Take the lines from the one that has "Could you tag the surfer's leg" through the one that has "point(496, 297)", and write them out again with "surfer's leg" changed to "surfer's knee" and nothing else altered.

Provided records:
***

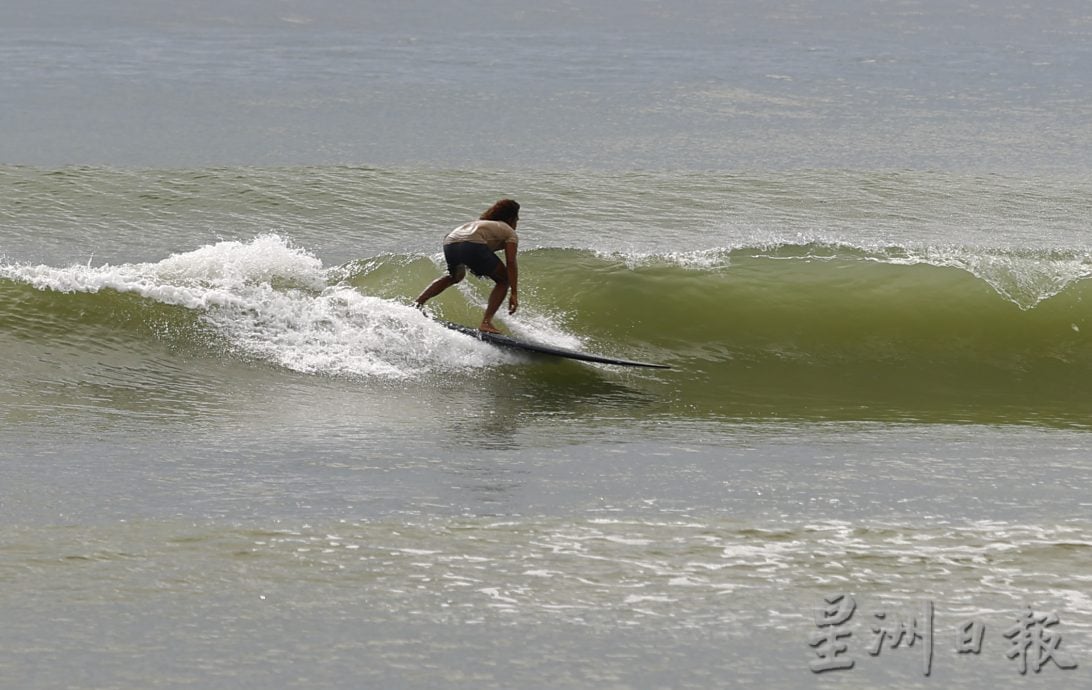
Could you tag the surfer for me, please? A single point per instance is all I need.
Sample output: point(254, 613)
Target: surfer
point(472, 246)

***

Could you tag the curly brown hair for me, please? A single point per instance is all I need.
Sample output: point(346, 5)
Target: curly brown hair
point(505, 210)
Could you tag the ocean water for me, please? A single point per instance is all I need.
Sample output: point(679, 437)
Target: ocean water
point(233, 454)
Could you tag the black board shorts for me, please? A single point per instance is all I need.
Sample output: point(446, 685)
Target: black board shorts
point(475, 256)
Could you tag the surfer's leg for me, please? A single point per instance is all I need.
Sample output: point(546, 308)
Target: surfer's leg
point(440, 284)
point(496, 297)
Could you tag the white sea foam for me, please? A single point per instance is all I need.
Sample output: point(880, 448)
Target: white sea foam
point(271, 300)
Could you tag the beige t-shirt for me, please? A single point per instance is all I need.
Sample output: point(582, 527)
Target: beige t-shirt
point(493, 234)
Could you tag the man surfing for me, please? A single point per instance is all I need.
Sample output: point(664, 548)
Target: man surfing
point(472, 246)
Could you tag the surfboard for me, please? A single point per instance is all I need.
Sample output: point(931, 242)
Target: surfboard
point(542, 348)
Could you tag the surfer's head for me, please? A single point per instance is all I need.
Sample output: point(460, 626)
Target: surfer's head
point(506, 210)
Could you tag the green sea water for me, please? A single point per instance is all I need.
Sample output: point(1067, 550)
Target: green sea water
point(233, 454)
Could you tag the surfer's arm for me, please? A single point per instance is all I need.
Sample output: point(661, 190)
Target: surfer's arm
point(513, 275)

***

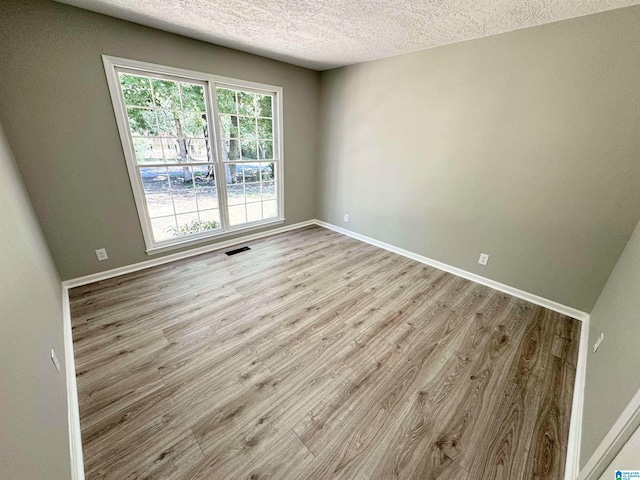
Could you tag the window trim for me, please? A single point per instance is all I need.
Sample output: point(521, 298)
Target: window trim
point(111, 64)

***

Complete answer:
Could you tag the surfer's knee for me, please? A single point per instance is all I need.
Sample output: point(546, 308)
Target: surfer's knee
point(440, 284)
point(496, 297)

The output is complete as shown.